[TEKS BACAAN]

Menghidupkan Kearifan Sufi

Judul : Terapi Asmaul Husna untuk Zaman Kita
Penulis : Neil Doughlas-Klots
Penerjemah : Agung Prihantoro
Penerbit : Serambi
Cetakan : I, Mei 2010
Tebal : 455 halaman

Menjadi seorang sufi, atau menjalankan ajaran tasawuf dalam kehidupan sehari-hari adalah sebuah tantangan. Dikatakan demikian, karena menjadi sufi, berarti mensucikan hati dan pikiran dari perkara duniawi. Sebab, kehidupan yang didominasi oleh syahwat duniawi—sementara aspek ukhrawi disingkirkan—dapat merongrong setiap insan berperilaku tidak manusiawi akibat keserakahan nafsu yang menguasainya.

Tidak heran, bila seorang sufi di abad-abad terdahulu, bahkan berani meninggalkan kehidupan duniawinya dan beralih secara total ke dunia spiritual. Namun belakangan, sikap “ekstrim” yang demikian itu rupanya sangat jarang dijumpai kembali. Yang ada, menjadi sufi di zaman modern, dituntut untuk memperlakukan kehidupan duniawi dan ukhrahi secara proporsional, seimbang dan tidak berat sebelah. Dan yang seperti ini, juga sebenarnya bukanlah perkara mudah untuk diamalkan.

[CUPLIKAN DATA]
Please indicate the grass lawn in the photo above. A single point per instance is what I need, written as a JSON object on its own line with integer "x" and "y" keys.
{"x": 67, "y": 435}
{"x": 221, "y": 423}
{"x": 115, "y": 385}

[TUGAS LATIHAN]
A) Ketik ulang seluruh isi teks tentang kearifan sufi, mulai dari "Menjadi seorang sufi, atau" hingga "mudah untuk diamalkan.".
B) Menurut teks tentang kearifan sufi, berapa halaman tebal buku Terapi Asmaul Husna untuk Zaman Kita?
Baris-baris data tersebut tidak diperlukan.

[JAWABAN TERSEDIA]
A)
Menjadi seorang sufi, atau menjalankan ajaran tasawuf dalam kehidupan sehari-hari adalah sebuah tantangan. Dikatakan demikian, karena menjadi sufi, berarti mensucikan hati dan pikiran dari perkara duniawi. Sebab, kehidupan yang didominasi oleh syahwat duniawi—sementara aspek ukhrawi disingkirkan—dapat merongrong setiap insan berperilaku tidak manusiawi akibat keserakahan nafsu yang menguasainya.

Tidak heran, bila seorang sufi di abad-abad terdahulu, bahkan berani meninggalkan kehidupan duniawinya dan beralih secara total ke dunia spiritual. Namun belakangan, sikap “ekstrim” yang demikian itu rupanya sangat jarang dijumpai kembali. Yang ada, menjadi sufi di zaman modern, dituntut untuk memperlakukan kehidupan duniawi dan ukhrahi secara proporsional, seimbang dan tidak berat sebelah. Dan yang seperti ini, juga sebenarnya bukanlah perkara mudah untuk diamalkan.

B) 455 halaman.